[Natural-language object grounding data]
--- START ---

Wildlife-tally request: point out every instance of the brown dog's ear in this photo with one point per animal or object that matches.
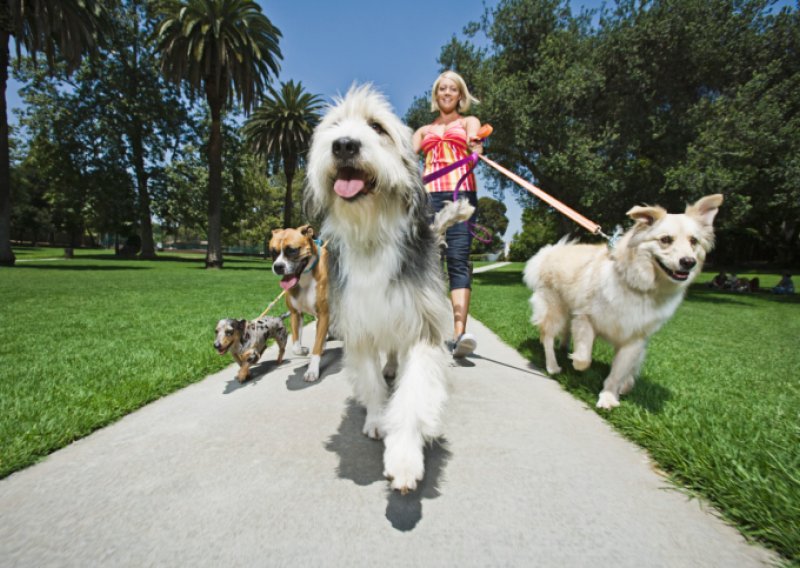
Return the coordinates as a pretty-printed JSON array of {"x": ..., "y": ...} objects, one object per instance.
[
  {"x": 706, "y": 208},
  {"x": 647, "y": 215}
]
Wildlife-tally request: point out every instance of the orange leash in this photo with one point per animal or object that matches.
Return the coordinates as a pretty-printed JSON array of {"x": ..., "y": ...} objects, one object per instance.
[{"x": 590, "y": 226}]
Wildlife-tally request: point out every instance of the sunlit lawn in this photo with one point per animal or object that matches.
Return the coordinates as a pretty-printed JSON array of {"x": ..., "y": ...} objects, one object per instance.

--- END ---

• **TASK**: For the word "request", go through the records and show each line that carries it.

• **ANSWER BOX**:
Wildlife-tally request: point out every instance of the brown dog's ear in this photo with one point per animal or object that matches.
Wildlife-tally request: point out every instance of the orange leash in this photo with one point per animal or object that matches.
Wildlife-tally request: point out every instance of the sunlit lawn in this photo with one point per animal or object that matches.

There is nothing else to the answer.